* Written exercise: From the listing below, pick out every line that contains the string "jersey" and copy each one. Case counts.

* Listed records:

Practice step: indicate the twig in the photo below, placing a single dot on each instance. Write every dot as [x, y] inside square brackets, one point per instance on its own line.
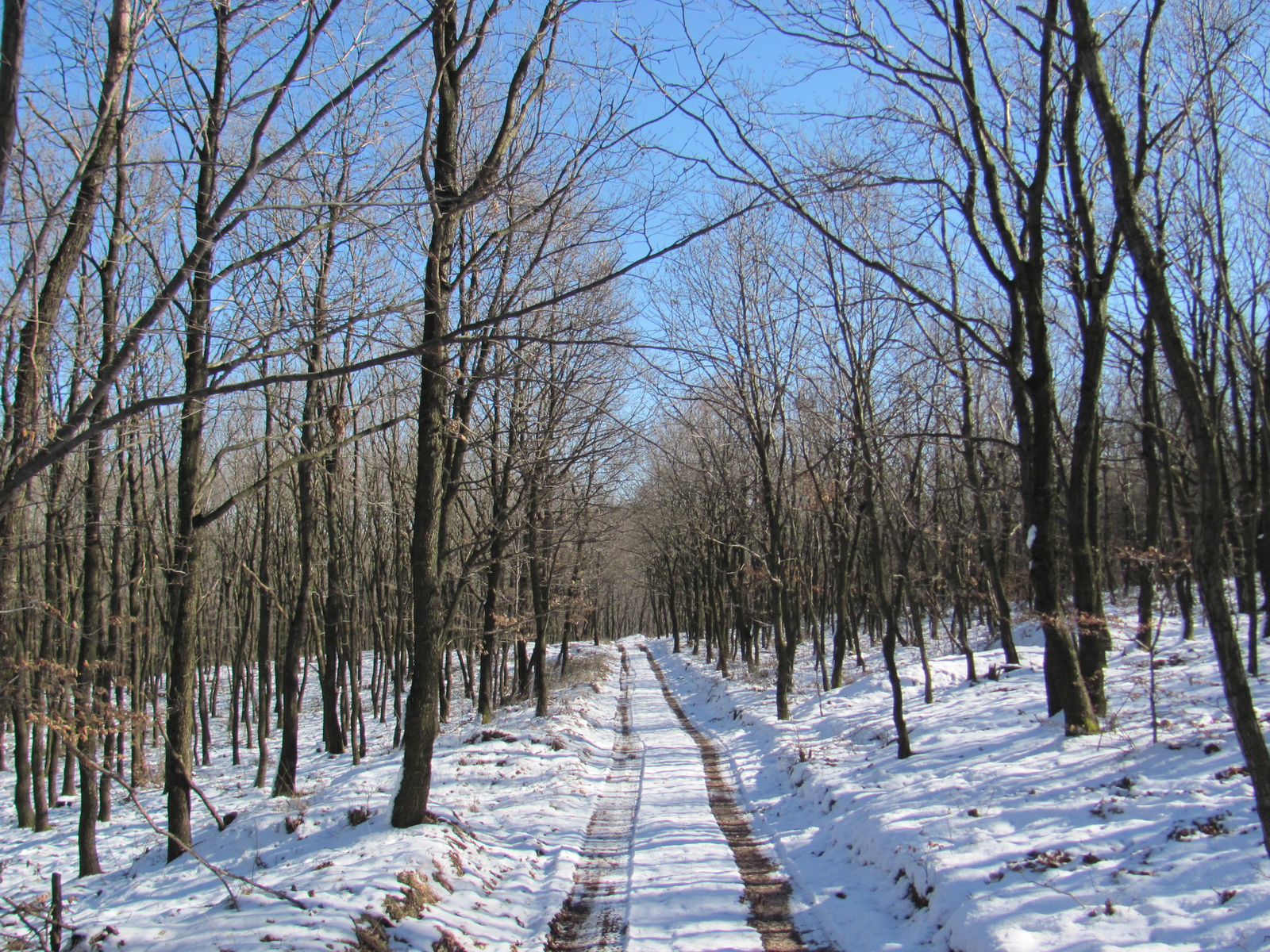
[1052, 886]
[221, 873]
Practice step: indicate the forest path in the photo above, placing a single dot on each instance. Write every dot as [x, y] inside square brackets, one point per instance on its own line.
[670, 861]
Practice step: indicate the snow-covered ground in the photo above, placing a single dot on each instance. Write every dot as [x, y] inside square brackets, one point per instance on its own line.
[1000, 835]
[997, 835]
[518, 800]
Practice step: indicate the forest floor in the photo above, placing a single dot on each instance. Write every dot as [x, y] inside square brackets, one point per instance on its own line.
[664, 808]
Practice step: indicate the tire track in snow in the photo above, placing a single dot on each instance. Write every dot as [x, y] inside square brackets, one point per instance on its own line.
[768, 892]
[594, 917]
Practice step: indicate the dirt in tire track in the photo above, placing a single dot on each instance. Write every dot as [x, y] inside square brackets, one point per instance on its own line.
[594, 917]
[768, 892]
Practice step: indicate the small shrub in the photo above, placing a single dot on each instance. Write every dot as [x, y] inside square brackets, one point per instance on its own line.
[916, 898]
[487, 735]
[417, 894]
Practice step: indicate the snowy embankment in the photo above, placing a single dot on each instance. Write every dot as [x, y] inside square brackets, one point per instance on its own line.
[516, 799]
[1000, 835]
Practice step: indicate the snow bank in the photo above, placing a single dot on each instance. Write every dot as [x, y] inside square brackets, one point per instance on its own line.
[514, 797]
[1000, 835]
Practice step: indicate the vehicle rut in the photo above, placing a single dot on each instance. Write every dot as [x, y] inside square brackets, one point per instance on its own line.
[768, 892]
[594, 917]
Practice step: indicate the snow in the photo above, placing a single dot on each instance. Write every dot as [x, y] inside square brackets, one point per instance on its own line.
[1000, 835]
[685, 890]
[518, 812]
[1018, 838]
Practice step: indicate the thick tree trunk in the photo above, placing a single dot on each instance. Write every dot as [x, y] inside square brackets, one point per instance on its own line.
[1208, 552]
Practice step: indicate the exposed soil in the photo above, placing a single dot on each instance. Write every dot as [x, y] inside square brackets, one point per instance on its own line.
[768, 892]
[595, 914]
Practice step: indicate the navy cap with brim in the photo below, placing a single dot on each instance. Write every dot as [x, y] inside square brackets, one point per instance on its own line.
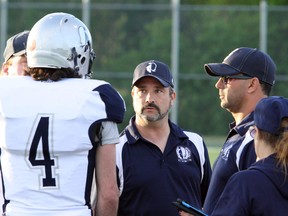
[220, 69]
[248, 61]
[269, 113]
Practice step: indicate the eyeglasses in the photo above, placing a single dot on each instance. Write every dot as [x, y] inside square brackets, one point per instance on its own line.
[252, 131]
[226, 79]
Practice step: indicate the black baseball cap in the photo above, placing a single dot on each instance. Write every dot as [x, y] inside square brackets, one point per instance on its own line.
[269, 112]
[156, 69]
[249, 61]
[16, 45]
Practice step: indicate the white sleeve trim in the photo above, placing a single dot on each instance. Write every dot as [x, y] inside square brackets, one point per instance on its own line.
[199, 144]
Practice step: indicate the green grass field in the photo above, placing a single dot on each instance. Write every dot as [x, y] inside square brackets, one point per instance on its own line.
[214, 144]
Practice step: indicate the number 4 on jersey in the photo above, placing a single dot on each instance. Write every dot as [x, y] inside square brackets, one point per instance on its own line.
[40, 146]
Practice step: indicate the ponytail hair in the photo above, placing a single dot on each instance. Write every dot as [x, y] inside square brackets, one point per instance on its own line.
[281, 146]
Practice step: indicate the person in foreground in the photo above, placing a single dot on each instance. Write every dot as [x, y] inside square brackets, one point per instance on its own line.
[157, 161]
[60, 128]
[245, 77]
[15, 61]
[262, 189]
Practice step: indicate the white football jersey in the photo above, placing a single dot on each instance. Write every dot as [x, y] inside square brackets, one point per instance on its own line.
[47, 133]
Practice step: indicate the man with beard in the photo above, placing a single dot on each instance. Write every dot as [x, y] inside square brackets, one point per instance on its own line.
[157, 161]
[246, 76]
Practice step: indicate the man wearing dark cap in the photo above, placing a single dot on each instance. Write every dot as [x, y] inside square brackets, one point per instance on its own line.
[246, 76]
[262, 189]
[158, 162]
[15, 61]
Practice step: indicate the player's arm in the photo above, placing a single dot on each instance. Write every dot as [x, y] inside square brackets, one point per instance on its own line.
[107, 190]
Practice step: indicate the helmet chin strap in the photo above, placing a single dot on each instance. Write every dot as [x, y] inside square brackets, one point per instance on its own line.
[74, 57]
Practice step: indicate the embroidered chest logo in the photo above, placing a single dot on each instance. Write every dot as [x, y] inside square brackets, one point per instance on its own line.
[184, 154]
[225, 152]
[151, 67]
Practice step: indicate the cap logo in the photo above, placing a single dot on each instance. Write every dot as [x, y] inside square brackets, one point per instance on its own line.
[151, 67]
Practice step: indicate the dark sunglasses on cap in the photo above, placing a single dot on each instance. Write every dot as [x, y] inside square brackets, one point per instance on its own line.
[226, 79]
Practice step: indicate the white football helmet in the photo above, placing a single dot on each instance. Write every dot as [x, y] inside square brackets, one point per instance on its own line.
[60, 40]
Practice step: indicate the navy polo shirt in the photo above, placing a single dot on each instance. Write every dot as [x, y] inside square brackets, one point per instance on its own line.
[237, 153]
[150, 180]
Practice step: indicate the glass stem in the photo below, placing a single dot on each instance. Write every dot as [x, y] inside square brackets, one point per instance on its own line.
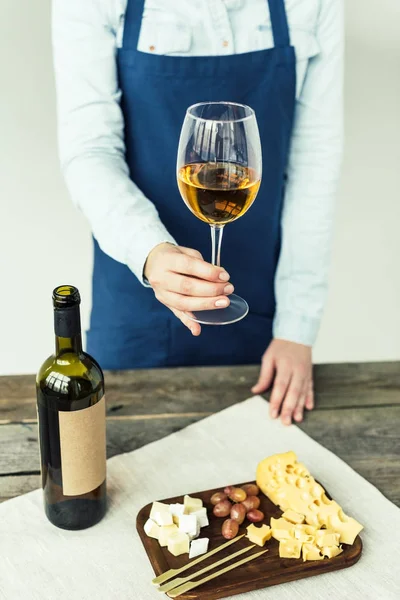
[216, 239]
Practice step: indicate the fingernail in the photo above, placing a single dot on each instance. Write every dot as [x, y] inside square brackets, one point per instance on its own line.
[224, 276]
[221, 303]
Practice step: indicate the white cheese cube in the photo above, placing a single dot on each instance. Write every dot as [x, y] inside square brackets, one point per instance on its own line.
[192, 504]
[178, 543]
[189, 524]
[151, 529]
[201, 516]
[198, 547]
[158, 507]
[165, 533]
[176, 511]
[163, 519]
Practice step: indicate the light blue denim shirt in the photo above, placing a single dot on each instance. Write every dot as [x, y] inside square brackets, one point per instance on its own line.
[86, 35]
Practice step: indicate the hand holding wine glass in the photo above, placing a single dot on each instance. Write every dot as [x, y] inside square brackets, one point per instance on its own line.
[219, 174]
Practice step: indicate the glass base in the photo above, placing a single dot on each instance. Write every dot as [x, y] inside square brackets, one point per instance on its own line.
[236, 311]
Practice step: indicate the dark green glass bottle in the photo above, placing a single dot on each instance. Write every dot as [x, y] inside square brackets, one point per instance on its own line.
[71, 415]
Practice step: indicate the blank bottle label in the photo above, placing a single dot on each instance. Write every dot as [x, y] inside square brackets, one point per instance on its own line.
[83, 449]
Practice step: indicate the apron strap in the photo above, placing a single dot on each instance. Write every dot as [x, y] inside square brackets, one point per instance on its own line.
[132, 24]
[279, 22]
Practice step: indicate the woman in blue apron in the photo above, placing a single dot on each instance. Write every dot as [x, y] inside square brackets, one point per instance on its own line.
[134, 325]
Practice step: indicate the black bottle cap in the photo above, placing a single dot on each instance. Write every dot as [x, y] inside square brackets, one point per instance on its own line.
[66, 301]
[65, 296]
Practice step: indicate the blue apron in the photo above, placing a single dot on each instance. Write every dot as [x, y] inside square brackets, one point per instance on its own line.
[129, 327]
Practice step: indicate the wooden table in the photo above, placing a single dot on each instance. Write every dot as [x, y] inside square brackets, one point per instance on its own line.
[357, 416]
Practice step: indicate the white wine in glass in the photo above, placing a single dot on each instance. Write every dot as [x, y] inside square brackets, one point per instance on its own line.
[219, 174]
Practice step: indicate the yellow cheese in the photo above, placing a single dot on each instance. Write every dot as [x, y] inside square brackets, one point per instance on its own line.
[326, 537]
[281, 534]
[290, 548]
[331, 551]
[347, 527]
[259, 535]
[281, 523]
[293, 517]
[165, 533]
[290, 485]
[178, 543]
[192, 504]
[311, 552]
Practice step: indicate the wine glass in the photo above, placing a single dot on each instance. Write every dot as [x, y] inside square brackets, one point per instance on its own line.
[219, 174]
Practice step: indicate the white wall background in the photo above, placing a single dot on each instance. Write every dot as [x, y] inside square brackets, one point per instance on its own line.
[45, 242]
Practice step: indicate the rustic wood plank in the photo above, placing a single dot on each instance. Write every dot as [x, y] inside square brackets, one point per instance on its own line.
[12, 486]
[208, 389]
[366, 439]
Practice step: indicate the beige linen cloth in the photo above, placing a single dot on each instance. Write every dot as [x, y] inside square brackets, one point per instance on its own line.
[107, 562]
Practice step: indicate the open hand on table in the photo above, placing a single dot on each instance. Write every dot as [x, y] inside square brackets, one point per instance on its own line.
[287, 367]
[184, 282]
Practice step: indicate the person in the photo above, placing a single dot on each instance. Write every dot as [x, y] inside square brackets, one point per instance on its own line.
[126, 71]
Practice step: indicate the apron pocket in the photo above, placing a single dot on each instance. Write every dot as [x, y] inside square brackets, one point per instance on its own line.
[130, 347]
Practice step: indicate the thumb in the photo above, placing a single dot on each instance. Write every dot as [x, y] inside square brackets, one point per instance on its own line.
[266, 376]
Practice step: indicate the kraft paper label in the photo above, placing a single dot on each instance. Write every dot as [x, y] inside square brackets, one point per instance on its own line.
[83, 448]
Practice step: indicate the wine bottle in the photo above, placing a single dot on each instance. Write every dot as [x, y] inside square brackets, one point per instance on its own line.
[71, 416]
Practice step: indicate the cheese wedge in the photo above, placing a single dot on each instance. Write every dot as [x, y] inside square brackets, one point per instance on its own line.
[290, 485]
[293, 517]
[290, 548]
[258, 535]
[311, 552]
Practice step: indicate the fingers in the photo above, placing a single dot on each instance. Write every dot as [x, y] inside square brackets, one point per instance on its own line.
[191, 252]
[299, 410]
[309, 404]
[281, 384]
[294, 393]
[191, 303]
[194, 327]
[190, 286]
[196, 267]
[266, 375]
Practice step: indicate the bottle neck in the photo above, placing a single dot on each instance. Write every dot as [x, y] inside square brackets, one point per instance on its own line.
[67, 327]
[71, 344]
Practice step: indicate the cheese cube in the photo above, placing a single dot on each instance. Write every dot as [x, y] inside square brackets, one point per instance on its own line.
[192, 504]
[198, 547]
[189, 524]
[158, 507]
[176, 511]
[347, 527]
[259, 535]
[201, 516]
[290, 548]
[293, 517]
[311, 552]
[151, 529]
[178, 543]
[326, 537]
[331, 551]
[165, 533]
[281, 524]
[163, 518]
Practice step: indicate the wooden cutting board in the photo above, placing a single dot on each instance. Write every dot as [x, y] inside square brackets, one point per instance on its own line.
[269, 569]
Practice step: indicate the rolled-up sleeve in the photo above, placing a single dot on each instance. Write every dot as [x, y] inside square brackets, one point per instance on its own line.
[90, 131]
[313, 174]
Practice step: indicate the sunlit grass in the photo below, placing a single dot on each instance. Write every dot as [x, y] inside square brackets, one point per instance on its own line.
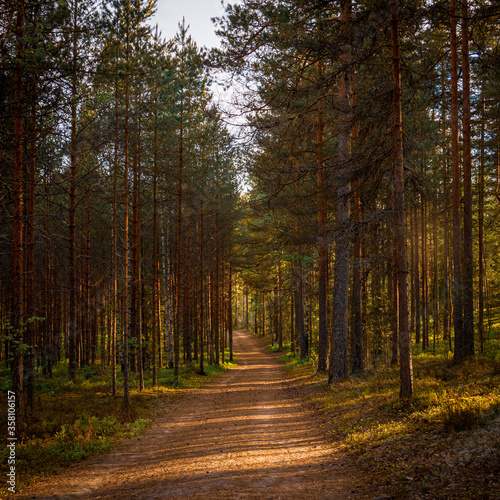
[455, 413]
[71, 421]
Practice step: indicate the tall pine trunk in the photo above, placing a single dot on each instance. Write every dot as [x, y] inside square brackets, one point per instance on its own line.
[455, 168]
[406, 367]
[338, 354]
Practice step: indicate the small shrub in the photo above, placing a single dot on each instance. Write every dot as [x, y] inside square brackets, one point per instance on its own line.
[461, 415]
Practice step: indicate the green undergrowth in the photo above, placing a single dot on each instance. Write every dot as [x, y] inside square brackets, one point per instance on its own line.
[442, 443]
[71, 421]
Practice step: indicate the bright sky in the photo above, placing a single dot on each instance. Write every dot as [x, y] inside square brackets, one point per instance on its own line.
[198, 14]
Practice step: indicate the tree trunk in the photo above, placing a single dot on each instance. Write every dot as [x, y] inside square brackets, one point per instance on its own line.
[406, 368]
[480, 322]
[17, 237]
[459, 355]
[322, 244]
[338, 353]
[468, 262]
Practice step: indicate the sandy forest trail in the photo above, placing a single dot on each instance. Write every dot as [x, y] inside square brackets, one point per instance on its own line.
[243, 436]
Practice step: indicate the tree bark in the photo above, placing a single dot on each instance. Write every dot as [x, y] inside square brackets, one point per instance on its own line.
[406, 368]
[459, 354]
[468, 262]
[338, 354]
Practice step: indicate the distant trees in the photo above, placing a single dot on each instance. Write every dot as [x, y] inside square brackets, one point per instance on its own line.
[94, 113]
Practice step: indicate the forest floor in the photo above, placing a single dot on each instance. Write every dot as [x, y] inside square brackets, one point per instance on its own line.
[245, 435]
[442, 444]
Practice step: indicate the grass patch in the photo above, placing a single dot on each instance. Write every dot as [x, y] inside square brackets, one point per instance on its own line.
[71, 421]
[443, 443]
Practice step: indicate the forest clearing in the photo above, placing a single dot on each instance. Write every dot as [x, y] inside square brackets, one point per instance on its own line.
[320, 190]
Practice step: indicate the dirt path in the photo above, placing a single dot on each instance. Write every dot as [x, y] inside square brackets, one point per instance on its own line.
[244, 436]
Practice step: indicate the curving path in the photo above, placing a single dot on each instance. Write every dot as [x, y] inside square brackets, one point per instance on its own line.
[243, 436]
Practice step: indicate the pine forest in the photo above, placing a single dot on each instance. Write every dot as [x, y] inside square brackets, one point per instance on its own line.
[275, 263]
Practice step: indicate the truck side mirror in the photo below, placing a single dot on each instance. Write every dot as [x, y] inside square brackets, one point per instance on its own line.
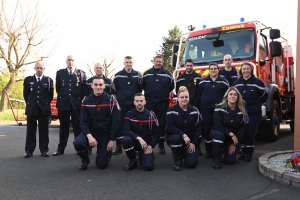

* Exercise output:
Practice step: indicate the number 4 on jersey in the photo above, placing a single dot on each instance. Write every dot as [x, y] inside square brackets, one point per instance on its own line.
Practice step: indicate the white football jersey in the photo above, placing a single dot on each instance. Write every dot as [x, y] inside square brackets, one point per instance on its own line.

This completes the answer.